• [Complete the following]:
a: Using the article on the Apple v. Samsung trial, answer these:
(i) Who is shown holding a smartphone during an opening statement?
(ii) On what day did Apple complain to the court?
(iii) How many patents are in question?
b: Say whether each statement agrees with the article on the Apple v. Samsung trial. For each, answer yes or no and quote the words from the article that decide it.
(i) The opening statement was made in a San Jose federal courthouse.
(ii) The jury had been sitting for a week when the lawyers began fighting.
(iii) Samsung asserted that Apple uses all five patents in its iPhone and iPad products.

• [Document excerpt]:
A day into the trial, Apple and Samsung already annoying each other

Apple has complained that Samsung's opening statement was 'irrelevant, misleading, and even untrue'

Samsung attorney John Quinn holds a smartphone as he makes his opening statement in the San Jose federal courthouse on April 1, 2014

Samsung attorney John Quinn holds a smartphone as he makes his opening statement in the San Jose federal courthouse on April 1, 2014

That didn't take long. The jury has only been sitting a day in the latest Apple v. Samsung patent battle and lawyers are already fighting about what's being said in court.

On Thursday, Apple complained to the court that Samsung's opening statement contained "irrelevant, misleading, and even untrue statements that have undoubtedly caused the jury to form impressions that are highly prejudicial to Apple."

The spark for Apple's anger was Samsung's repeated assertion that Apple doesn't use all five of the patents in question in its iPhone or iPad products.

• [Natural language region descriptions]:
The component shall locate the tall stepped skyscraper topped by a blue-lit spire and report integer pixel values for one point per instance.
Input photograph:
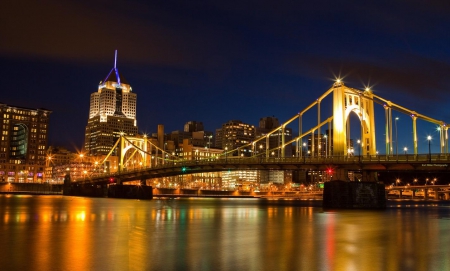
(112, 112)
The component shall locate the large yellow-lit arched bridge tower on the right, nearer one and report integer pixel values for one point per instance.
(346, 101)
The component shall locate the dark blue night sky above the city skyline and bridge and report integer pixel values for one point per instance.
(215, 61)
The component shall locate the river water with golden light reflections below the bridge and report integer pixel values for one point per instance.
(70, 233)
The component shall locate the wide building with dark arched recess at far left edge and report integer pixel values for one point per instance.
(23, 145)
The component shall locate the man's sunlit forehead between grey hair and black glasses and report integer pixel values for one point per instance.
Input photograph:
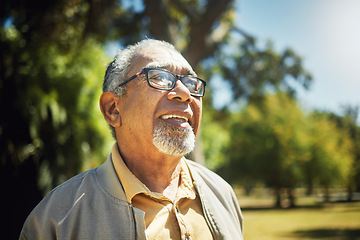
(161, 57)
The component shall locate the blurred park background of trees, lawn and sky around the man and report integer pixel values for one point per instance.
(295, 164)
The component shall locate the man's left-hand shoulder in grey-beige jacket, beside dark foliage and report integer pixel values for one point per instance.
(81, 208)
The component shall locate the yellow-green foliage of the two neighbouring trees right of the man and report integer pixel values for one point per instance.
(276, 143)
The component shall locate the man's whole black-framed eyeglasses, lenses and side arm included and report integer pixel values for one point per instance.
(164, 80)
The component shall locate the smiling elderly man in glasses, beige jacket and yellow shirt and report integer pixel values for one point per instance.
(146, 189)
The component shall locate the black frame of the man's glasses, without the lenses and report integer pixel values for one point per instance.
(180, 77)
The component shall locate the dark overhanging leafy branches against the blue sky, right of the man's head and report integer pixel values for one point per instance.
(252, 71)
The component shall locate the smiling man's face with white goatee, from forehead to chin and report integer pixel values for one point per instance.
(165, 120)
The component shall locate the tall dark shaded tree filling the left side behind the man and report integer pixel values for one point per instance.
(50, 78)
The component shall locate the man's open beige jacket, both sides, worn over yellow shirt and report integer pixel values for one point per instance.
(93, 205)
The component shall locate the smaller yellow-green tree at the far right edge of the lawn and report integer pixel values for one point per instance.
(329, 154)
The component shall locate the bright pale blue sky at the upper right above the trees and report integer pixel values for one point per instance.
(325, 33)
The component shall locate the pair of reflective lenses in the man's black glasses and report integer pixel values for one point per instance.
(166, 81)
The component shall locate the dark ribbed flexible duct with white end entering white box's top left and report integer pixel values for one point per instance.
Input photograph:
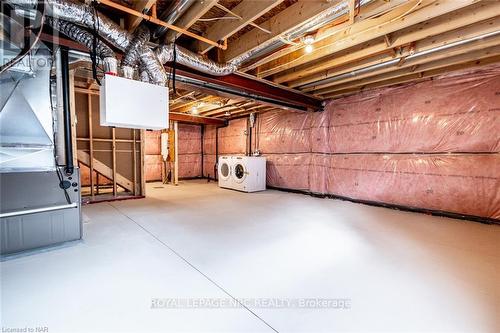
(84, 37)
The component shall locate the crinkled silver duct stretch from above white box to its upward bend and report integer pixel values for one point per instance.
(187, 58)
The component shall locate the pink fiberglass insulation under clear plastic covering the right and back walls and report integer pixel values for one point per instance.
(432, 145)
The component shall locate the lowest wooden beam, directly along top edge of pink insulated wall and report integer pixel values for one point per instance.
(417, 76)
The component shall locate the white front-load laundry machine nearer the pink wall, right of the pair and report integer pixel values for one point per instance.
(248, 173)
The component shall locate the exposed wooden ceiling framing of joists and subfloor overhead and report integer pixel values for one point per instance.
(382, 43)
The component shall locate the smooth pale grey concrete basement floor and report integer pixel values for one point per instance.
(400, 271)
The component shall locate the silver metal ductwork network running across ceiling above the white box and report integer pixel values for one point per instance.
(151, 62)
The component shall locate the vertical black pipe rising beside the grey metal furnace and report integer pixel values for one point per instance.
(68, 142)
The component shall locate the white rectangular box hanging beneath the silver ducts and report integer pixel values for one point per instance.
(133, 104)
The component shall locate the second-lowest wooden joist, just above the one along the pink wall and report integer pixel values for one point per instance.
(431, 67)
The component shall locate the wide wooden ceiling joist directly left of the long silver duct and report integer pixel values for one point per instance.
(279, 24)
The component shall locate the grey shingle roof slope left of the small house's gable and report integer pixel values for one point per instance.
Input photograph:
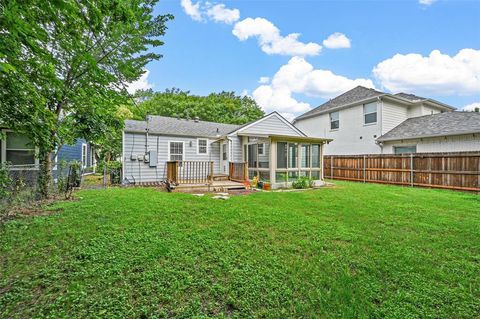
(173, 126)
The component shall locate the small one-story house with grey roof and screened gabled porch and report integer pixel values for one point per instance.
(149, 147)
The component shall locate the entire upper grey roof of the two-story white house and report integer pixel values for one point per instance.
(363, 94)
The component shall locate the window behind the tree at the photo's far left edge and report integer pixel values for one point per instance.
(19, 150)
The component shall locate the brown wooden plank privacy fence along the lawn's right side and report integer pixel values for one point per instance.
(459, 171)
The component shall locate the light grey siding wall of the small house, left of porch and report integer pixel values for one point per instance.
(139, 171)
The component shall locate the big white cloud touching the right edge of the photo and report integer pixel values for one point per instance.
(434, 74)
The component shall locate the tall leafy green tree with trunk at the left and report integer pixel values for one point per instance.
(64, 65)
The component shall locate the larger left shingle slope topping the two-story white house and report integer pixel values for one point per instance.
(356, 94)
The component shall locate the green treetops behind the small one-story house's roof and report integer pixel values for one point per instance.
(224, 107)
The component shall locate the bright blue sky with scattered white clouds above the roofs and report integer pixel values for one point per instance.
(426, 47)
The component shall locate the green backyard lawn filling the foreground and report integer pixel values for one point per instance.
(353, 251)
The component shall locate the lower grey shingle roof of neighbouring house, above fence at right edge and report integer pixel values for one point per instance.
(442, 124)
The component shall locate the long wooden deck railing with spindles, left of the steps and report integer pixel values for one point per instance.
(190, 172)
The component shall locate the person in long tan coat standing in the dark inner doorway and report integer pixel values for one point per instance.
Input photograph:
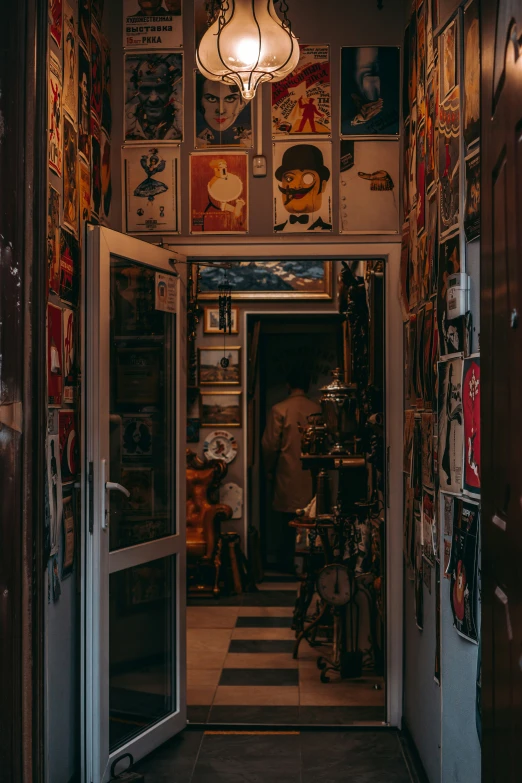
(282, 454)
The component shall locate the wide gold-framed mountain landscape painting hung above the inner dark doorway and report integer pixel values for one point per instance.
(282, 279)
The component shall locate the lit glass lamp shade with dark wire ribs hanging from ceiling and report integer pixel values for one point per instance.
(247, 45)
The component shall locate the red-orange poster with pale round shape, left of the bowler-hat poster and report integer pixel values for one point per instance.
(219, 193)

• [Answers given]:
a:
(i) Samsung attorney John Quinn
(ii) Thursday
(iii) Five

b:
(i) Yes: "in the San Jose federal courthouse on April 1, 2014"
(ii) No: "The jury has only been sitting a day"
(iii) No: "Apple doesn't use all five of the patents in question in its iPhone or iPad products"